» **Texto extraído**:
+--

18.              O venerando acórdão, lastreado em julgamento do Supremo Tribunal Federal (ADI 3.105-DF), estima conditio sine quae non a organização estatal com equilíbrio financeiro e atuarial e a participação do custeio do regime, bem como aponta ofensa à vedação do inciso XI do art. 167 quando a lei destina os recursos captados ao erário.

 

19.              Dos arts. 40 caput e 149, § 1º, da Constituição Federal de 1988, na redação dada pela Emenda n. 41/03, se percebe a legitimidade da instituição pelo poder público, mediante lei específica, de contribuição para o custeio do regime próprio de previdência social dos servidores públicos estaduais, com contribuição igualmente exigível do ente público e observância da unicidade de regime próprio e de unidade gestora (art. 40, § 22). Note-se que sob a égide da Emenda n. 20, de 15 de dezembro de 1998, a redação do caput do art. 40 era a seguinte:

“Aos servidores titulares de cargos efetivos da União, dos Estados, do Distrito Federal e dos Municípios, incluídas suas autarquias e fundações, é assegurado regime de previdência de caráter contributivo, observados critérios que preservem o equilíbrio financeiro e atuarial e o disposto neste artigo”.

20.              Era essa a norma constitucional vigente à época da Lei Complementar Estadual n. 943, de 26 de junho de 2003, pois, a Emenda n. 41 foi promulgada em 19 de dezembro de 2003 e publicada em 31 de dezembro de 2003. De qualquer modo, a contribuição previdenciária dos servidores públicos já estava prevista na redação original da Carta de 1988:

“Art. 149. Compete exclusivamente à União instituir contribuições sociais, de intervenção no domínio econômico e de interesse das categorias profissionais ou econômicas, como instrumento de sua atuação nas respectivas áreas, observado o disposto nos arts. 146, III, e 150, I e III, e sem prejuízo do previsto no art. 195, § 6º, relativamente às contribuições a que alude o dispositivo.

+--

» **Dados selecionados**:
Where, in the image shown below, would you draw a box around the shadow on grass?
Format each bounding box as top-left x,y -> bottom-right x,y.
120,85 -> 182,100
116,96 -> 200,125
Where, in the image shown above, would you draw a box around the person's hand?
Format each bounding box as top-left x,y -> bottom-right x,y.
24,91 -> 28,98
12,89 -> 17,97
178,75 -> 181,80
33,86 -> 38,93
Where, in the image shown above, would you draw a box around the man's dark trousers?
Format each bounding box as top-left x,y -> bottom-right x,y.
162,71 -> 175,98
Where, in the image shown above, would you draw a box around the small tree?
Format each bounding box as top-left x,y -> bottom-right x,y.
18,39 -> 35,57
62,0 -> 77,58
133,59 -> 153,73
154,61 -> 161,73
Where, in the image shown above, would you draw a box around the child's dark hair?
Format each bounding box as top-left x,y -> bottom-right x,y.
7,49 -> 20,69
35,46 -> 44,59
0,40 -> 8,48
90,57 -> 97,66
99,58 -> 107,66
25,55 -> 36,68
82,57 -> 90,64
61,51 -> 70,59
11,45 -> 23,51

+--

» **Desafio**: Dê prosseguimento ao texto sobre a contribuição previdenciária dos servidores públicos, começando logo após a última frase apresentada. Os itens são um material à parte, sem relação com o texto.

» **Resposta da tarefa**:
Parágrafo único. Os Estados, o Distrito Federal e os Municípios poderão instituir contribuição, cobrada de seus servidores, para o custeio, em benefício destes, de sistemas de previdência e assistência social.

21.              Com a Emenda n. 33/01, esse parágrafo único foi renumerado para § 1º e, depois, pela Emenda n. 41/03, sua redação foi alterada, in verbis:

“§ 1º. Os Estados, o Distrito Federal e os Municípios instituirão contribuição, cobrada de seus servidores, para o custeio, em benefício destes, do regime previdenciário de que trata o art. 40, cuja alíquota não será inferior à da contribuição dos servidores titulares de cargos efetivos da União”.

22.              A mudança do texto se deveu entre à imperfeição da I Reforma da Previdência (Emenda n. 20/98): a incidência da contribuição sobre os proventos e pensões de inativos e beneficiários foi repelida pelo Supremo Tribunal Federal (RTJ 181/73) e, não obstante, após a correção, parcial inconstitucionalidade de leis foi declarada em razão da necessidade de uniformidade de alíquota (RTJ 193/137).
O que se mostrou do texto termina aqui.